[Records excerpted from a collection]
★ ★ ★

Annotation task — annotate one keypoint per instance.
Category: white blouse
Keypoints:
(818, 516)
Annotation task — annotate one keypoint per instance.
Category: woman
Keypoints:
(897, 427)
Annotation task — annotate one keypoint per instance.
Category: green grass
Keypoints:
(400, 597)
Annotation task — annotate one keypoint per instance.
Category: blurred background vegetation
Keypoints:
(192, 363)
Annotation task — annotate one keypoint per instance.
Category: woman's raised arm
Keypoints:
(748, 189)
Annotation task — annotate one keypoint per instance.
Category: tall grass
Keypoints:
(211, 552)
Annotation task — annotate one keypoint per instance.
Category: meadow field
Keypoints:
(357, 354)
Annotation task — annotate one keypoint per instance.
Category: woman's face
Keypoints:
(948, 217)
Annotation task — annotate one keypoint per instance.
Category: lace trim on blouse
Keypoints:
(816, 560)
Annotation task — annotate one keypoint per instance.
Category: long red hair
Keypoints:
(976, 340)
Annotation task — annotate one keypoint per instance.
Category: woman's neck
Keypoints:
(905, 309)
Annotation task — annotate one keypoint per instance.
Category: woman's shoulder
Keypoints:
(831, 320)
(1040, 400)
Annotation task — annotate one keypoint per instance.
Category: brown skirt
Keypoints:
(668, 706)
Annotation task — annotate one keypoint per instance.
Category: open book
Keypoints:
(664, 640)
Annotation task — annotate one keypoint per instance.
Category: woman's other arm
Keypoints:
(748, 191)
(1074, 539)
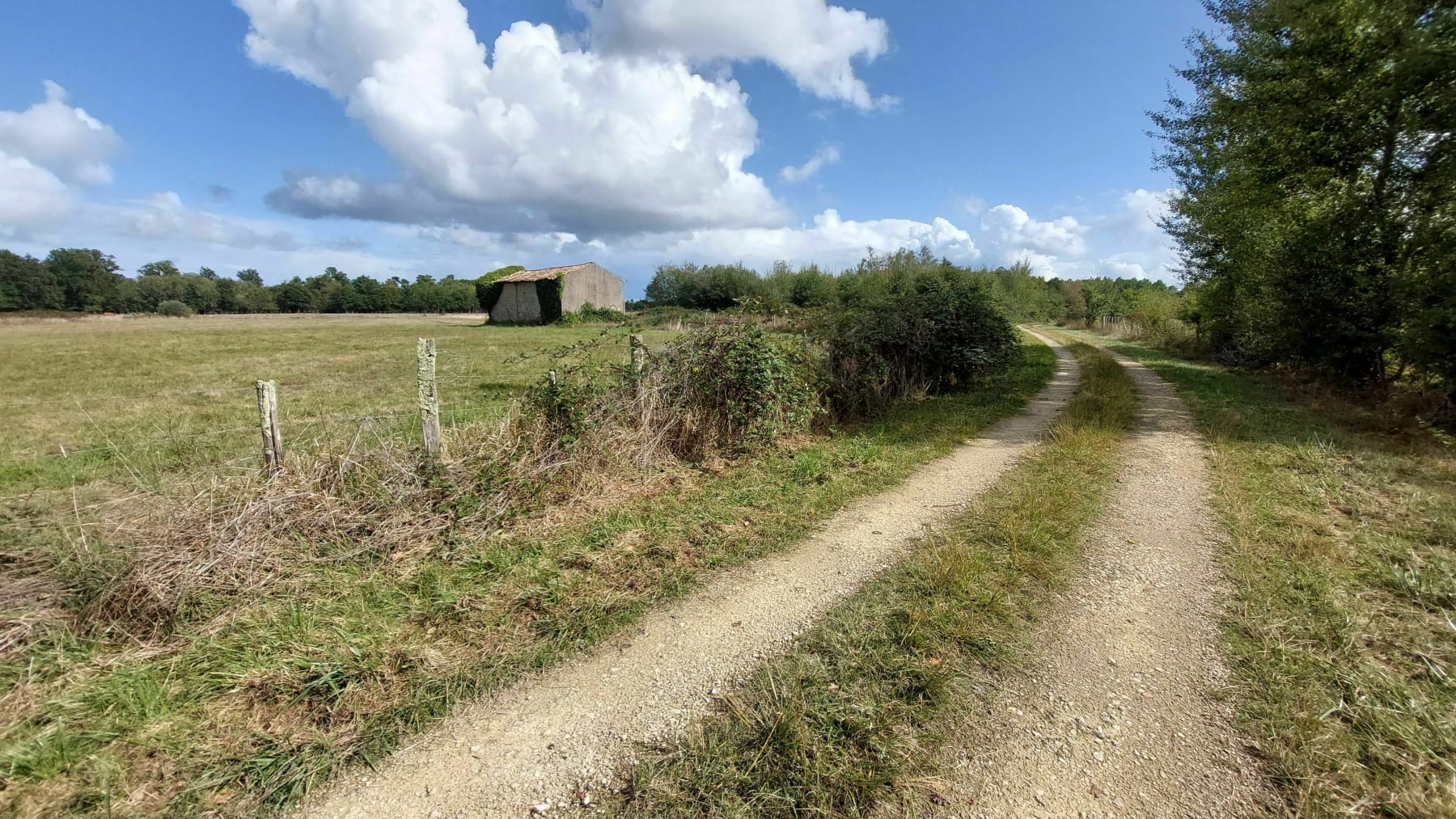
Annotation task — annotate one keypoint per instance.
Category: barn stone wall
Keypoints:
(596, 284)
(517, 304)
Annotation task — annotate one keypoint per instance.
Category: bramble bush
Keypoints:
(915, 333)
(734, 384)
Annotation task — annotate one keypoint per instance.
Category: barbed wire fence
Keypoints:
(274, 428)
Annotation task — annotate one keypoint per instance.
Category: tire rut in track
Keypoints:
(548, 738)
(1121, 716)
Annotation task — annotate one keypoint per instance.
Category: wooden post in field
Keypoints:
(638, 354)
(269, 422)
(429, 396)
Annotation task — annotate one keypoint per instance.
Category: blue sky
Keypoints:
(404, 137)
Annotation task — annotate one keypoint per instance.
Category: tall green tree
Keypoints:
(87, 277)
(28, 284)
(1315, 165)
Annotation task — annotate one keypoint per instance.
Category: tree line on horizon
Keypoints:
(1019, 293)
(91, 281)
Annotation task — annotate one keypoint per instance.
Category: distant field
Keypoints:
(124, 400)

★ ★ ★

== WHAT IS REQUIRED ==
Restate every record exactly, please; do not copy the pictures.

== SOLUTION ==
Annotation task — annotate one keypoint per instance.
Category: white blouse
Keypoints:
(818, 516)
Annotation task — annotate one keypoint per instance.
Category: woman
Keypoints:
(897, 427)
Annotation task — annotate one keypoint per instance.
Category: green grass
Keypoints:
(400, 597)
Annotation task — annotate one keypoint per instance.
Category: blurred background vegetation
Keypoints:
(192, 363)
Annotation task — annotate one keypoint per instance.
Category: woman's raised arm
Keypoints:
(748, 189)
Annotation task — annotate one keypoint per instance.
Category: tall grass
Keypoints:
(211, 552)
Annotation task — annotate one keypoint per instance.
Category: meadow field
Keypoints:
(357, 354)
Annotation task — annotate one keypoint per instance.
Category: woman's face
Keypoints:
(948, 217)
Annotation task — annotate one keypoint per instance.
Category: lace trim on blouse
Keypoints:
(816, 560)
Annotation task — annotate one keypoint per instance.
Category: long red hair
Keypoints:
(976, 340)
Annotation task — annotate one keypoint per instance.
Category: woman's neck
Keypoints:
(905, 309)
Annotation task — annotate one keypoint per instance.
Category: woman's shoulder
Keypoints:
(831, 320)
(1040, 400)
Annotation task — annotate one keypoint per instance.
Category: brown skirt
Keypoints:
(668, 706)
Annotation task — annotate one keypoint per instance.
Category: open book
Keypoints:
(664, 640)
Annotation task — annotate one keypoint per instance.
Category: woman's other arm
Keypoints:
(748, 191)
(1074, 539)
Annotation task — annotate one keypoint per instance.
Category: barn stone wall
Keypoints:
(596, 284)
(517, 304)
Annotation task — annotate one keypoint per instance.
Category: bramble bush
Keypoints:
(915, 333)
(734, 384)
Annotation task — annotate one keypoint per instance.
Category: barbed wire fence
Keypoints:
(274, 428)
Annotation task — annotate one keypoint per instance.
Category: tire rut in track
Keypoints:
(548, 738)
(1121, 716)
Annotation task — annotate one keypoint per instance.
Category: wooden post in field
Keypoints:
(638, 354)
(269, 422)
(429, 396)
Annotation task — annotate one keypoint per instance.
Category: blue sky
Keypoints:
(404, 137)
Annotation task — annotate one keypoint per instance.
Category: tall green tree
Keypoints:
(87, 277)
(28, 284)
(1315, 165)
Annotation task — annotate one keypoint per instance.
Category: tree line on horizon
Keypoints:
(1019, 293)
(91, 281)
Annotation task — annotate one keypoint per instance.
Category: distant field
Keypoints:
(124, 400)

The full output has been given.